Eczema (atopic dermatitis) flare-ups can severely impact patients’ day-to-day lives. These itchy skin rashes result from the immune system becoming more inflamed than normal. A biologic medication called Dupixent was FDA-approved in 2017 to treat moderate-to-severe eczema that does not respond well to other prescription topical therapies. At this time, Dupixent can only be used in patients who are at least 18 years old.

Dupixent blocks a protein called an interleukin from binding to cell receptors. In a properly functioning immune system, Interleukins help fight off bacteria and viruses. However, patients with eczema experience an immune system dysfunction that results in an inflammatory overreaction that can be calmed by Dupixent. Even when the skin is clear, this medication will work to prevent the immune system’s inflammatory response and keep symptoms at bay.

Patients who qualify for Dupixent will receive one injection every other week. Some are able to take these injections at home after training by one of our allergy specialists, while others continue coming to the office for their treatment. Research studies conclude that this medication is safe and effective, but potential side effects include throat pain, cold sores, injection site infections, and eye inflammation.

Nucala (mepolizumab)

A biologic therapy approved by the FDA in 2015, Nucala provides relief for patients 12 and older battling eosinophilic asthma that is not controlled by other asthma medications. This type of asthma results from an overabundance of eosinophils (a type of white blood cell). When too many eosinophils are present, resulting airway inflammation can lead to severe asthma attacks. Nucala reduces the inflammation by blocking a molecule that triggers the release of eosinophils.

--- PROVIDED MATERIAL ---
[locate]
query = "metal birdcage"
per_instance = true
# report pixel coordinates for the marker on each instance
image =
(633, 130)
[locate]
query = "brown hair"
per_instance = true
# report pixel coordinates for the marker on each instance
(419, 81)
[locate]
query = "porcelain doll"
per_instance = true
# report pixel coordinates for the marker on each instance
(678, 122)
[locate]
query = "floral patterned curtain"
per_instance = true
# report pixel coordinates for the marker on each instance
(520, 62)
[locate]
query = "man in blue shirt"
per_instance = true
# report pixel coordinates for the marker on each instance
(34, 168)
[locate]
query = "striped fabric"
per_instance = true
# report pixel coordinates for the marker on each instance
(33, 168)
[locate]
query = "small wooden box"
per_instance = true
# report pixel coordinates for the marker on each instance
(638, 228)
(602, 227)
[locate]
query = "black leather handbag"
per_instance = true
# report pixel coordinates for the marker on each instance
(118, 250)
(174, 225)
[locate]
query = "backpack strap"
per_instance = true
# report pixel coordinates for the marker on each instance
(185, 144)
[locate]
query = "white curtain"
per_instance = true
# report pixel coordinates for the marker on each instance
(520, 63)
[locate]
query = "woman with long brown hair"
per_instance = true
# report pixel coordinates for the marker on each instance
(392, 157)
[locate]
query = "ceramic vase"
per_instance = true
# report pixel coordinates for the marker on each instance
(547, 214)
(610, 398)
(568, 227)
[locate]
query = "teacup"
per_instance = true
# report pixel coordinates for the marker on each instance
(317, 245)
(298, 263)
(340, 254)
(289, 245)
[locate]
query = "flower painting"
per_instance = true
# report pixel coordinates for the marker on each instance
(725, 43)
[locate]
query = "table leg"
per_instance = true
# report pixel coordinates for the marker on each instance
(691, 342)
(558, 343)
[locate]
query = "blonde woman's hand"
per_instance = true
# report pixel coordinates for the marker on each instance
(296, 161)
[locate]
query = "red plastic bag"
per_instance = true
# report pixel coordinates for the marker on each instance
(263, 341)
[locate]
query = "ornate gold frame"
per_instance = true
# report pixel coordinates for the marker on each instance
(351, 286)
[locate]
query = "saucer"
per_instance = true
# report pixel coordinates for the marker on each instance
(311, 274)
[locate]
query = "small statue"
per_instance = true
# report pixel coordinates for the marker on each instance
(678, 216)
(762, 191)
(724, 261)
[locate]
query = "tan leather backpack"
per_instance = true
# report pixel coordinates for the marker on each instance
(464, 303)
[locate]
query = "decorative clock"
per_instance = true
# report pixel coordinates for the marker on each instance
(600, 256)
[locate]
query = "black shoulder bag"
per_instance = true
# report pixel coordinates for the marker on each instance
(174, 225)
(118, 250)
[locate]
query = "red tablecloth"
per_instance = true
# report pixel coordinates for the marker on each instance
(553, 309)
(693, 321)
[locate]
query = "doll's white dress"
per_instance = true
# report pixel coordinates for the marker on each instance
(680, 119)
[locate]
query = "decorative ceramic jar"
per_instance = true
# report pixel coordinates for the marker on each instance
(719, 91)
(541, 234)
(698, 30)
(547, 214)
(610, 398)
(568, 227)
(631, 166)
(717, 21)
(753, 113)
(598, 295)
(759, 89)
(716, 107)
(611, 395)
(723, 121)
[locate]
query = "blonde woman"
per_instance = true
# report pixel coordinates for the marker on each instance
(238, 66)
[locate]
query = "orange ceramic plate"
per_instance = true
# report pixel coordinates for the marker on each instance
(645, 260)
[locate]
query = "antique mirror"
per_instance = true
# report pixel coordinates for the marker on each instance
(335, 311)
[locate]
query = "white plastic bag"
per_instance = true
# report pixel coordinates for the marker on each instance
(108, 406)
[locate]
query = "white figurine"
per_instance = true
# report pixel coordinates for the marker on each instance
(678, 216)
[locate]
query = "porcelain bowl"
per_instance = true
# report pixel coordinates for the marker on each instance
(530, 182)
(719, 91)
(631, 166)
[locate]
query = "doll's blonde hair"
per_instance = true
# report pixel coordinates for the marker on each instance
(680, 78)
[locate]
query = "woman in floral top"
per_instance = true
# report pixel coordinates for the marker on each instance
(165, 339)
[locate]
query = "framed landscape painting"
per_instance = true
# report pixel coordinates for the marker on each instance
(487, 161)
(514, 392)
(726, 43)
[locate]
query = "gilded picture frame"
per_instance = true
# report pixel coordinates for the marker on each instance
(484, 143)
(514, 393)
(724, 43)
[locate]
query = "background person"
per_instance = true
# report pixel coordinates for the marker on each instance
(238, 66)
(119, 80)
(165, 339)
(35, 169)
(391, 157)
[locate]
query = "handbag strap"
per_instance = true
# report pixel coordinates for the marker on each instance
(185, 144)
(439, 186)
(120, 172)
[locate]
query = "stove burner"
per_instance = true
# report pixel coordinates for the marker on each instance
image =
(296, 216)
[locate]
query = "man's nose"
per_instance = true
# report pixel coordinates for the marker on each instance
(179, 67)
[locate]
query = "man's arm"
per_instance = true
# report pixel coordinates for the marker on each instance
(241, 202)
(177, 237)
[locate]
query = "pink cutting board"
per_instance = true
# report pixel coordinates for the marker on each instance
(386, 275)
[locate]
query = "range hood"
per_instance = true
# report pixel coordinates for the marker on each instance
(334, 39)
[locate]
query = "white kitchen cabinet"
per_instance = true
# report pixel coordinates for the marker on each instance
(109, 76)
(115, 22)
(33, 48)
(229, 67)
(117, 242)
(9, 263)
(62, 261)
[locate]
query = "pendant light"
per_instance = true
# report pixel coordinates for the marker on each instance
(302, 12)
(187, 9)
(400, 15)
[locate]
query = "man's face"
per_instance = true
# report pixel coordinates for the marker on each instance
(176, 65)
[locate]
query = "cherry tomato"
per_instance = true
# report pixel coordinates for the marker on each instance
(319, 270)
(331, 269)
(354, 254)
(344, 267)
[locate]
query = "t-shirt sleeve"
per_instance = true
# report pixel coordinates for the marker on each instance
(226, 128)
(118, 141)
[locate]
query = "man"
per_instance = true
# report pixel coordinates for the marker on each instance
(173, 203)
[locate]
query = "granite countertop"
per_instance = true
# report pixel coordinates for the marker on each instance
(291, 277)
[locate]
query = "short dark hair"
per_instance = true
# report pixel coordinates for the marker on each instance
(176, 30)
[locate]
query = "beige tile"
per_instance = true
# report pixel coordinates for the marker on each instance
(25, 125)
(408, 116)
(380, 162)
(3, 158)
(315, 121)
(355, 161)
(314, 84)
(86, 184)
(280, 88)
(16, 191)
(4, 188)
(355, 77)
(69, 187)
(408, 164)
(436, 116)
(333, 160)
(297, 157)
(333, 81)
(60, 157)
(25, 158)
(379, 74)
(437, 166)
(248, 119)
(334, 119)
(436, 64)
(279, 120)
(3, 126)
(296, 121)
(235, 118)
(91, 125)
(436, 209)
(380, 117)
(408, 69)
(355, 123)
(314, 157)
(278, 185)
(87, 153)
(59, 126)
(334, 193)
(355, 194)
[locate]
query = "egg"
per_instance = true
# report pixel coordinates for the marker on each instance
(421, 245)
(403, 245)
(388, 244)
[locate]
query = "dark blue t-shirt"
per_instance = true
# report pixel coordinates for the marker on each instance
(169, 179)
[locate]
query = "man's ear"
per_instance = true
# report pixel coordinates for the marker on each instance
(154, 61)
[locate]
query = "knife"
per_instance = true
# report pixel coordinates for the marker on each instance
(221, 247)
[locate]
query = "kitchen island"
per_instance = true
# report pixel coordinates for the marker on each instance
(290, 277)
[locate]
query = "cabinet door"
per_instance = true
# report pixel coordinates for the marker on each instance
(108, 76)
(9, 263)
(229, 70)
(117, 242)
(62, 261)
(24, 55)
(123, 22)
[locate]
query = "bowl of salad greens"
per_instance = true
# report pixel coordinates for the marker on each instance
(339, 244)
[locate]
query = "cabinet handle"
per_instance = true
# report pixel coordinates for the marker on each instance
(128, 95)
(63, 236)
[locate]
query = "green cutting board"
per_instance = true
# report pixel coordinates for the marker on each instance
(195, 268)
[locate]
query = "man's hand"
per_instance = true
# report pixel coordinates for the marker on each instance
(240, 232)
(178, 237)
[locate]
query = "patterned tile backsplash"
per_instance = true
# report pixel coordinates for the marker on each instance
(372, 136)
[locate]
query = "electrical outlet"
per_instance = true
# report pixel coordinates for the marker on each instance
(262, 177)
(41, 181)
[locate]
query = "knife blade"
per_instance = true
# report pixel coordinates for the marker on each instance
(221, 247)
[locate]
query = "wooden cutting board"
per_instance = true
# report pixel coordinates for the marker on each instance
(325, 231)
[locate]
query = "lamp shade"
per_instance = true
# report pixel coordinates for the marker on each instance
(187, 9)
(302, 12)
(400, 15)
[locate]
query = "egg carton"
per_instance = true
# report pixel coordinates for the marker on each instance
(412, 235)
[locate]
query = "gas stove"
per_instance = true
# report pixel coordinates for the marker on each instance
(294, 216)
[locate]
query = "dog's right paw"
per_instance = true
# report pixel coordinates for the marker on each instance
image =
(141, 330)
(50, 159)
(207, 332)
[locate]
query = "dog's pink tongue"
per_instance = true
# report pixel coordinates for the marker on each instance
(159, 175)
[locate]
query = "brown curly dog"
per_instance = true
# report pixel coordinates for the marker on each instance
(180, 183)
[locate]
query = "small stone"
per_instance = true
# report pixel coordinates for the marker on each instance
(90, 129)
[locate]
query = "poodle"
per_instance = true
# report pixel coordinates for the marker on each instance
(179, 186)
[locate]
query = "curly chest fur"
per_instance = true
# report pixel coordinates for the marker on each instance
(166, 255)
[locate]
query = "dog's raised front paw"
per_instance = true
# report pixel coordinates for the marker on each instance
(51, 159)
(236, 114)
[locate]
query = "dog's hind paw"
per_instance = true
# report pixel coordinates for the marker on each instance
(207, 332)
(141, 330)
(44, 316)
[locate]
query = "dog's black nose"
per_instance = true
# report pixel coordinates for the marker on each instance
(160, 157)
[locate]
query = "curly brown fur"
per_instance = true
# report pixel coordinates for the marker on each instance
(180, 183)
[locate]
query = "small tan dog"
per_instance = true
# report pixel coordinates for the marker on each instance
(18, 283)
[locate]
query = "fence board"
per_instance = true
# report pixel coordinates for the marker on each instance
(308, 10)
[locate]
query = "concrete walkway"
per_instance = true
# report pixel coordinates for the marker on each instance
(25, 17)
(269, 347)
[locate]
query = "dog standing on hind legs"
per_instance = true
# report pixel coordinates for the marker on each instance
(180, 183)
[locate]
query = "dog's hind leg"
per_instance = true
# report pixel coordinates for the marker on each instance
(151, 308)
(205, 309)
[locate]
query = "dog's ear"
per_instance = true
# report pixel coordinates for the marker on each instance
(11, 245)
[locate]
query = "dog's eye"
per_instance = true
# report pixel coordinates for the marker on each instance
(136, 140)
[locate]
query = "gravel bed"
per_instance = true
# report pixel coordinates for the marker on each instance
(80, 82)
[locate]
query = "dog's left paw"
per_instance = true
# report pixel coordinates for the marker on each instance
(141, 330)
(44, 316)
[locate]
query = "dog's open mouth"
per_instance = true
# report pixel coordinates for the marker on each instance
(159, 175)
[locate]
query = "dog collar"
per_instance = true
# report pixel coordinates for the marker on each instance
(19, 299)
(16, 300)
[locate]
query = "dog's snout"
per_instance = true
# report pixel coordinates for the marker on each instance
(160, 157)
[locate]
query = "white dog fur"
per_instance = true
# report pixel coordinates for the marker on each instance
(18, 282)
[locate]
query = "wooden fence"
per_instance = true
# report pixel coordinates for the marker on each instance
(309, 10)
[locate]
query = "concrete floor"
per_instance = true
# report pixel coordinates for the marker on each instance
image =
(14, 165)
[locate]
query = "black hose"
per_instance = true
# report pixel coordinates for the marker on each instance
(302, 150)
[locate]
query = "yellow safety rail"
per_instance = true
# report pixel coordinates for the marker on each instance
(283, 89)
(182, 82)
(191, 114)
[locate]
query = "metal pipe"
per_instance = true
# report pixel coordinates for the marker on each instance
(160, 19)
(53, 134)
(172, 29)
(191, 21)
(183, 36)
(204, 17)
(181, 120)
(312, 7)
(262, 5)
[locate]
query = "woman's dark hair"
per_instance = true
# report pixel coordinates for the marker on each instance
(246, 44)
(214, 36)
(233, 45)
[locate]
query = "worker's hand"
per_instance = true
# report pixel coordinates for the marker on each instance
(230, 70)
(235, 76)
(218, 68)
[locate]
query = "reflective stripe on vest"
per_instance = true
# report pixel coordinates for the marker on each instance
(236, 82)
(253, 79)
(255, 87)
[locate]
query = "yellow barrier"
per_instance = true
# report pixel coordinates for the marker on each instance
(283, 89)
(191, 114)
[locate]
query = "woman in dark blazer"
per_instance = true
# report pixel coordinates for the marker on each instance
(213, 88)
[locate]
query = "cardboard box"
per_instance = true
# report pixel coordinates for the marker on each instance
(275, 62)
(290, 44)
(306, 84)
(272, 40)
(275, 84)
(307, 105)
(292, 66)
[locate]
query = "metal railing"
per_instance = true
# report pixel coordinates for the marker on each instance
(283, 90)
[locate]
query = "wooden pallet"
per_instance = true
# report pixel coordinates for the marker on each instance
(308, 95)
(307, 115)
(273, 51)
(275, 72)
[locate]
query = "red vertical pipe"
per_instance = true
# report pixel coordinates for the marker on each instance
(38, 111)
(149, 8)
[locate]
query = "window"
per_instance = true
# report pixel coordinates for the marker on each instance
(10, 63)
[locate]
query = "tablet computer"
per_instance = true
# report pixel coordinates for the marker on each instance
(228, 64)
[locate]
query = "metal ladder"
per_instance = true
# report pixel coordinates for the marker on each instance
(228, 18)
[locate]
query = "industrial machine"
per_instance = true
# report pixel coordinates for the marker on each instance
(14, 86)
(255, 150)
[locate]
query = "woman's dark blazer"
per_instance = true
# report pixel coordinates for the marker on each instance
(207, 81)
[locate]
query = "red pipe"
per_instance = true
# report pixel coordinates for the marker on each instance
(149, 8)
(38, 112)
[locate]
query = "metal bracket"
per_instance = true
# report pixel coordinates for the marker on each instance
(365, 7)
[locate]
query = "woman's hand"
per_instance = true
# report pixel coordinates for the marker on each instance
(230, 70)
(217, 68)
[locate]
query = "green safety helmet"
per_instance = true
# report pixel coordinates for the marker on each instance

--- TASK INSTRUCTIONS ---
a) List every potential side effect of Dupixent that the biologic therapy text names.
b) According to the biologic therapy text, in what year did the FDA approve Nucala?
c) Rewrite the biologic therapy text from "Patients who qualify" through "and eye inflammation.", substituting "immunology specialists" for "allergy specialists".

--- SOLUTION SET ---
a) Throat pain, cold sores, injection site infections, eye inflammation

b) 2015

c)
Patients who qualify for Dupixent will receive one injection every other week. Some are able to take these injections at home after training by one of our immunology specialists, while others continue coming to the office for their treatment. Research studies conclude that this medication is safe and effective, but potential side effects include throat pain, cold sores, injection site infections, and eye inflammation.